Print every line of the data below verbatim, omitting the pictures.
BEGIN Records provided
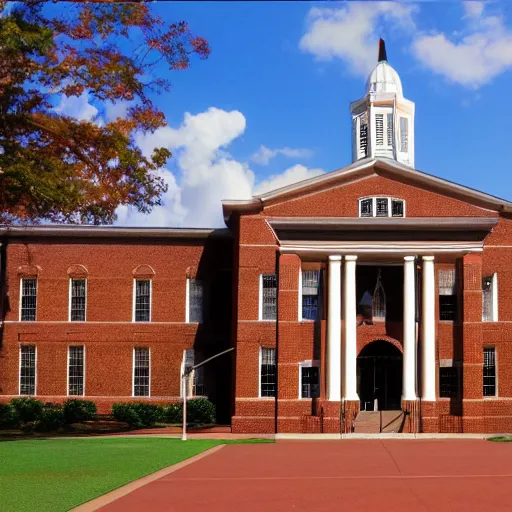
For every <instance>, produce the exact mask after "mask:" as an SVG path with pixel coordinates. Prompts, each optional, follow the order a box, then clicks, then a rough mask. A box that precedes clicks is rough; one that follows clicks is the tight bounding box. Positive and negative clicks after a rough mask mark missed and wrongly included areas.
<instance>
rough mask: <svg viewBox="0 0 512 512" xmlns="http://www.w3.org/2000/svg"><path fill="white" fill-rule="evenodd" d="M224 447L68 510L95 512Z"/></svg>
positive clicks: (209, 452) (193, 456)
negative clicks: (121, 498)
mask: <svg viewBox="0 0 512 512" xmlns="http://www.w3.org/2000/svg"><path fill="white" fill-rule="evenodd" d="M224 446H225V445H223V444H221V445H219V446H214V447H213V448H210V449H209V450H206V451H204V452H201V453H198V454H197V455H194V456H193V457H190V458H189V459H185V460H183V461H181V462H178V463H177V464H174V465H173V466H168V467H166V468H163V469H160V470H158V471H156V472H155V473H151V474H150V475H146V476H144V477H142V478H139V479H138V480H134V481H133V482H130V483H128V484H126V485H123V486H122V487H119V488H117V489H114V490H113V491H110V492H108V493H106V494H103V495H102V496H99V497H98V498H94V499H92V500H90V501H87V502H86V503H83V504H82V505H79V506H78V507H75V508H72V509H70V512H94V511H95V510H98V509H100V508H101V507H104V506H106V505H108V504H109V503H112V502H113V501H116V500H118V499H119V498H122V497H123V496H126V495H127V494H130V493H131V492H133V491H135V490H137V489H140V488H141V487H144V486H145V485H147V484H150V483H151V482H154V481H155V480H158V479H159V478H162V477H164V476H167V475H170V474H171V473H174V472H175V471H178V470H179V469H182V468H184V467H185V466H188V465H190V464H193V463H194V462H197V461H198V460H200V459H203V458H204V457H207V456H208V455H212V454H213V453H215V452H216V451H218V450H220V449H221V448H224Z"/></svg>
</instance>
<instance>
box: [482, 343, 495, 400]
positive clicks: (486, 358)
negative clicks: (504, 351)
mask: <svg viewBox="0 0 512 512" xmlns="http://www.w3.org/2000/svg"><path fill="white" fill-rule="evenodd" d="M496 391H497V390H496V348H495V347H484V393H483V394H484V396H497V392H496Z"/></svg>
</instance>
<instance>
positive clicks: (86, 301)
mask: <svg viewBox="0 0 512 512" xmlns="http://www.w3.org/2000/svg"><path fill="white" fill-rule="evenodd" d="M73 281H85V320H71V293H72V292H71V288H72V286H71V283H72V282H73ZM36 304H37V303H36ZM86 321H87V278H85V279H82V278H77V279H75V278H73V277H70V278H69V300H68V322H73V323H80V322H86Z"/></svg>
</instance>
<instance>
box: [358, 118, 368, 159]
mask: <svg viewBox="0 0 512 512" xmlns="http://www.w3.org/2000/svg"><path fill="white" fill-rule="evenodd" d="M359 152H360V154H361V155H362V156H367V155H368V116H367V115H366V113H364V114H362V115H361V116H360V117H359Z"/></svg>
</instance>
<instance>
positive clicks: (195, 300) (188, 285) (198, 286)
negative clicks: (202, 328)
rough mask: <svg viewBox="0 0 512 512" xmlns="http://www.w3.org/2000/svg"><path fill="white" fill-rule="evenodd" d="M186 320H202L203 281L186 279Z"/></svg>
END Records provided
> [Solution for this exercise]
For every <instance>, produce the exact mask after "mask:" as an SVG path with pixel coordinates. Prompts, each optional, follow the order a box, then clicks, then a rough mask. A box that precedes clicks is rough; one that follows clicks is the tight bounding box. Positive and negative clicks after a rough mask mark missed and wrongly included areas.
<instance>
rough mask: <svg viewBox="0 0 512 512" xmlns="http://www.w3.org/2000/svg"><path fill="white" fill-rule="evenodd" d="M224 447L68 510L95 512Z"/></svg>
positive clicks: (209, 452) (193, 456)
negative clicks: (121, 498)
mask: <svg viewBox="0 0 512 512" xmlns="http://www.w3.org/2000/svg"><path fill="white" fill-rule="evenodd" d="M224 446H225V445H223V444H221V445H219V446H214V447H213V448H210V449H209V450H206V451H204V452H201V453H198V454H197V455H194V456H193V457H190V458H189V459H185V460H183V461H181V462H178V463H177V464H174V465H173V466H168V467H166V468H163V469H160V470H158V471H156V472H155V473H151V474H150V475H146V476H144V477H142V478H139V479H138V480H134V481H133V482H130V483H128V484H126V485H123V486H122V487H119V488H117V489H114V490H113V491H110V492H108V493H106V494H103V495H102V496H99V497H98V498H94V499H92V500H90V501H87V502H86V503H83V504H82V505H79V506H78V507H75V508H72V509H70V512H94V511H95V510H98V509H100V508H101V507H104V506H106V505H108V504H109V503H112V502H113V501H116V500H118V499H119V498H122V497H123V496H126V495H127V494H130V493H131V492H133V491H135V490H137V489H140V488H141V487H144V486H145V485H147V484H150V483H151V482H154V481H155V480H158V479H159V478H162V477H164V476H167V475H170V474H171V473H174V472H175V471H178V470H179V469H182V468H184V467H185V466H188V465H190V464H193V463H194V462H197V461H198V460H200V459H203V458H204V457H207V456H208V455H212V454H213V453H215V452H216V451H218V450H220V449H221V448H224Z"/></svg>
</instance>
<instance>
box: [482, 343, 495, 400]
positive clicks: (486, 358)
negative clicks: (504, 351)
mask: <svg viewBox="0 0 512 512" xmlns="http://www.w3.org/2000/svg"><path fill="white" fill-rule="evenodd" d="M496 391H497V390H496V348H495V347H484V393H483V394H484V396H497V392H496Z"/></svg>
</instance>
<instance>
positive clicks: (86, 301)
mask: <svg viewBox="0 0 512 512" xmlns="http://www.w3.org/2000/svg"><path fill="white" fill-rule="evenodd" d="M73 281H85V320H71V293H72V292H71V288H72V286H71V283H72V282H73ZM36 304H37V303H36ZM86 321H87V278H85V279H82V278H77V279H75V278H73V277H70V278H69V300H68V322H73V323H80V322H86Z"/></svg>
</instance>
<instance>
box: [358, 118, 368, 159]
mask: <svg viewBox="0 0 512 512" xmlns="http://www.w3.org/2000/svg"><path fill="white" fill-rule="evenodd" d="M359 152H360V154H361V155H362V156H367V155H368V116H367V115H366V113H364V114H362V115H361V116H360V117H359Z"/></svg>
</instance>
<instance>
positive clicks: (195, 300) (188, 285) (198, 286)
negative clicks: (202, 328)
rough mask: <svg viewBox="0 0 512 512" xmlns="http://www.w3.org/2000/svg"><path fill="white" fill-rule="evenodd" d="M186 320H202L203 281L186 279Z"/></svg>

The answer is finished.